Ein knappes Jahr später brach der blutige Krieg auf dem Balkan aus. "Ich denke, die Geschichte in dieser Region wiederholt sich", erklärt Ban, der während des Konflikts immer wieder seine Familie besuchte. "Ich war einerseits froh, weg vom Krieg zu sein, anderseits machte ich mir manchmal Sorgen wegen meiner Familie und ich dachte, ich könnte ihnen vor Ort helfen". Ban entschied sich, seine Studien in den USA fortzusetzen. Die Einreise nach Kroatien sei nie ein Problem gewesen, aber er habe manchmal Angst gehabt, in die Yougoslawische Armee eingezogen zu werden.

Den Krieg vorausgesehen, nein, das habe auch er nicht. Dennoch habe sich in den Jahren vor dem Krieg die Lage im Land drammatisch verschlechtert. "Wir mussten buchstäblich jeden zweiten Tag mehr bezahlen für Lebensmittel und andere Dinge des täglichen Lebens". Die enorme Inflation, die ökonomische Krise im ehemaligen Yugoslawien Ende der 80er Jahre, all das habe ihn damals sehr an die Krisen erinnert, die den Weltkriegen vorausgegangen waren.

Arbeitsauftrag — Extrahiere den gesamten Text über Ban und den Krieg auf dem Balkan Wort für Wort. Die Zeilen werden für die Bearbeitung nicht gebraucht.

Gespeicherte Daten —
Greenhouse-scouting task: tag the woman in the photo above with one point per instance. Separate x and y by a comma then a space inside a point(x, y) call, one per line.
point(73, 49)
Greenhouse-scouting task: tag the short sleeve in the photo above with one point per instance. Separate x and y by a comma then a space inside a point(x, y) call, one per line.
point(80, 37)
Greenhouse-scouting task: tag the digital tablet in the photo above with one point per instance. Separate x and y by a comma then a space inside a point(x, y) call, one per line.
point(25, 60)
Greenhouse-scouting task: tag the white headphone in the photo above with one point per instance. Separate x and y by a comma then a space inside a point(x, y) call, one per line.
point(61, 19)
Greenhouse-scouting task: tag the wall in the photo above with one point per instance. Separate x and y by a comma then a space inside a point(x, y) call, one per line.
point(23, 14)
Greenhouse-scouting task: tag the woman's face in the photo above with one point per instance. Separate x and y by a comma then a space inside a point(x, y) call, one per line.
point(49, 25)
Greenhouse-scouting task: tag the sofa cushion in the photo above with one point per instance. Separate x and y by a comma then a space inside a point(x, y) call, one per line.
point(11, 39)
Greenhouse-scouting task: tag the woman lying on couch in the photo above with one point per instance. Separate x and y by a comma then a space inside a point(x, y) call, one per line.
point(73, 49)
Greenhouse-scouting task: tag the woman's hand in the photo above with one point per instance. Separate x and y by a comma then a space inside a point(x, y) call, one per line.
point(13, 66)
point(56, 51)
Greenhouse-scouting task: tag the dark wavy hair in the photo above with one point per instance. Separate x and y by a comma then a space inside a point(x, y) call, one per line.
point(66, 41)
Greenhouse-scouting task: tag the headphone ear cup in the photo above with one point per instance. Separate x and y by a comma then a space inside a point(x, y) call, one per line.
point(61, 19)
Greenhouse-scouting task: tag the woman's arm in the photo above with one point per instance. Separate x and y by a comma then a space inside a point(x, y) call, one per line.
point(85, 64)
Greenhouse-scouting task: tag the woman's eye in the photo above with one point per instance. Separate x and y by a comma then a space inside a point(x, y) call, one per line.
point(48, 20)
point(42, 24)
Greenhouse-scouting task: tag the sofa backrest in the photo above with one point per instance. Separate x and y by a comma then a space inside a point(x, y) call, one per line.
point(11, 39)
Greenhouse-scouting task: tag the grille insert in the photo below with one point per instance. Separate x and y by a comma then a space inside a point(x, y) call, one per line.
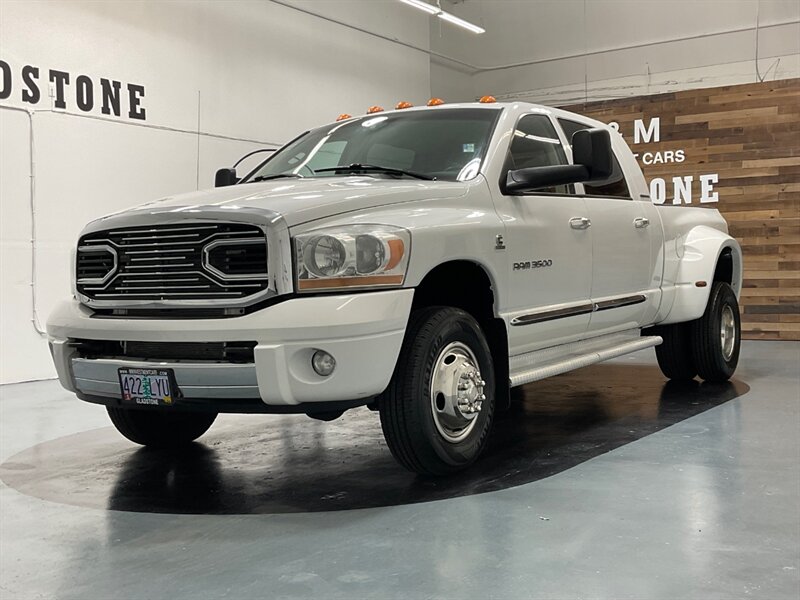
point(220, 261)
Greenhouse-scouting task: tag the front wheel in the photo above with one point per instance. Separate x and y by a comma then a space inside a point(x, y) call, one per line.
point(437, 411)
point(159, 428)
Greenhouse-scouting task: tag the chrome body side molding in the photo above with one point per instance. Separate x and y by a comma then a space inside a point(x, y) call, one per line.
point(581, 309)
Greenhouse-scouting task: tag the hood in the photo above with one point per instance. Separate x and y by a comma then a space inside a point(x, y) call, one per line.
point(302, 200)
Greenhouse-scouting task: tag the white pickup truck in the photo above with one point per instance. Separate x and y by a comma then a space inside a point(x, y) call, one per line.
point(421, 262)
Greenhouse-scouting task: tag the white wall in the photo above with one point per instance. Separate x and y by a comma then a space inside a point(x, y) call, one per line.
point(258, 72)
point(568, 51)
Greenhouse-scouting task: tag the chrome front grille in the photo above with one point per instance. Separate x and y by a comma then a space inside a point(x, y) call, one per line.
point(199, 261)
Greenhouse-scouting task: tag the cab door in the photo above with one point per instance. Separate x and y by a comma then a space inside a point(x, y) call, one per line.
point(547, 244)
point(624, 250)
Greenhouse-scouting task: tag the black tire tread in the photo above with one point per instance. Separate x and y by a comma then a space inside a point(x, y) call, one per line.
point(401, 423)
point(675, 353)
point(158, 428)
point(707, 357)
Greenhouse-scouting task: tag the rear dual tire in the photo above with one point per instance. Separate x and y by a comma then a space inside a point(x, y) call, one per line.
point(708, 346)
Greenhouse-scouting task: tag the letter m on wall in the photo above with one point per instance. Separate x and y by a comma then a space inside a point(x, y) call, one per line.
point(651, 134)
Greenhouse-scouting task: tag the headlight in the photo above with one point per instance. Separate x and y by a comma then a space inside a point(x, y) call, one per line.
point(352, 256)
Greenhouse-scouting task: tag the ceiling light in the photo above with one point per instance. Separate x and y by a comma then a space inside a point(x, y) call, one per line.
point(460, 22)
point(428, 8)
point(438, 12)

--

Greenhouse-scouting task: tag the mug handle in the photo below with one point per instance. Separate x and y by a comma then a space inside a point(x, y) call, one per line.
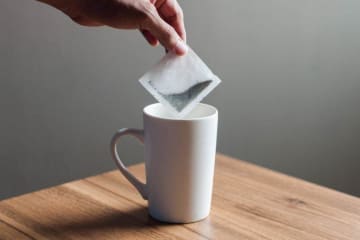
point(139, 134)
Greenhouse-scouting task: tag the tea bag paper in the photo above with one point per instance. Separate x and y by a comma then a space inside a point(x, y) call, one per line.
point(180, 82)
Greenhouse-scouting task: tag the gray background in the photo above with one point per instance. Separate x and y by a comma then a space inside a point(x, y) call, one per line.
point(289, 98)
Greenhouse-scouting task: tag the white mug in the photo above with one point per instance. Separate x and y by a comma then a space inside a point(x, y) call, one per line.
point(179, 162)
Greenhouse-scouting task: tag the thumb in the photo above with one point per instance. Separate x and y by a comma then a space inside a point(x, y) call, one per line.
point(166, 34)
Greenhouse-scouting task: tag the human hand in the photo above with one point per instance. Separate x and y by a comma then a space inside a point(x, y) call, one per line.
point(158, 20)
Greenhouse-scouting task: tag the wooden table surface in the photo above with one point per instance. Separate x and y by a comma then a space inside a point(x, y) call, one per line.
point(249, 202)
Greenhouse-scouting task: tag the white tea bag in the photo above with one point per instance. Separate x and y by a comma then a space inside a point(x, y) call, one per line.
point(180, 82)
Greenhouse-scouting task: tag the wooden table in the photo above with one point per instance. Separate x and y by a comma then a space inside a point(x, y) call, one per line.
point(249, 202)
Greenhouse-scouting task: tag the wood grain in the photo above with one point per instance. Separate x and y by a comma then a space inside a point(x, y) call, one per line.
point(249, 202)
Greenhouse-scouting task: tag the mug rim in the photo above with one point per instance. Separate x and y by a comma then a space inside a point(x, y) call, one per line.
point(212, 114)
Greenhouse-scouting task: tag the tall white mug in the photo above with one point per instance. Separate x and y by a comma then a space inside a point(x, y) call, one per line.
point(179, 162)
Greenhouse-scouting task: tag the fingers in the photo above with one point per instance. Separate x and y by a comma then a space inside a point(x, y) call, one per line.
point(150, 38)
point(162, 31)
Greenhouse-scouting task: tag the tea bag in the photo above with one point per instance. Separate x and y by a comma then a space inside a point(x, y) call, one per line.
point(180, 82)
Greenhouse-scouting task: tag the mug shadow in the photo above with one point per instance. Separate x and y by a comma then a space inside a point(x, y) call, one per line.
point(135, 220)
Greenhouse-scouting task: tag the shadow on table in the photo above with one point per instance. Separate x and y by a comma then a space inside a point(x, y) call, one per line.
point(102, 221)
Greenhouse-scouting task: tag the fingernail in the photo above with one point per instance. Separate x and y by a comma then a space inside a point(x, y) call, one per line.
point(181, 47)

* * *

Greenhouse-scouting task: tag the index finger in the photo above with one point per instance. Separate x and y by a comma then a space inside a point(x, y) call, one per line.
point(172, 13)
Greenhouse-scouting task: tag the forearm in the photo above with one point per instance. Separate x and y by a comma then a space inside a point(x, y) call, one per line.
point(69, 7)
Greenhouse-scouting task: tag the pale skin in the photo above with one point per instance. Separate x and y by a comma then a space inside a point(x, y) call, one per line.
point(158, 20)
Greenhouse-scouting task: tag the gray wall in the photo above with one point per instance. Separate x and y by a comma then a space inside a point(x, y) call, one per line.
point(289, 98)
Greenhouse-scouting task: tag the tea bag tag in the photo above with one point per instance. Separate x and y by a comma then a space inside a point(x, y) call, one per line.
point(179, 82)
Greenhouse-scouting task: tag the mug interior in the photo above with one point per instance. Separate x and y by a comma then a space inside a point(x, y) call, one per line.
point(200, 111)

Lösung —
Ein knappes Jahr später brach der blutige Krieg auf dem Balkan aus. "Ich denke, die Geschichte in dieser Region wiederholt sich", erklärt Ban, der während des Konflikts immer wieder seine Familie besuchte. "Ich war einerseits froh, weg vom Krieg zu sein, anderseits machte ich mir manchmal Sorgen wegen meiner Familie und ich dachte, ich könnte ihnen vor Ort helfen". Ban entschied sich, seine Studien in den USA fortzusetzen. Die Einreise nach Kroatien sei nie ein Problem gewesen, aber er habe manchmal Angst gehabt, in die Yougoslawische Armee eingezogen zu werden.

Den Krieg vorausgesehen, nein, das habe auch er nicht. Dennoch habe sich in den Jahren vor dem Krieg die Lage im Land drammatisch verschlechtert. "Wir mussten buchstäblich jeden zweiten Tag mehr bezahlen für Lebensmittel und andere Dinge des täglichen Lebens". Die enorme Inflation, die ökonomische Krise im ehemaligen Yugoslawien Ende der 80er Jahre, all das habe ihn damals sehr an die Krisen erinnert, die den Weltkriegen vorausgegangen waren.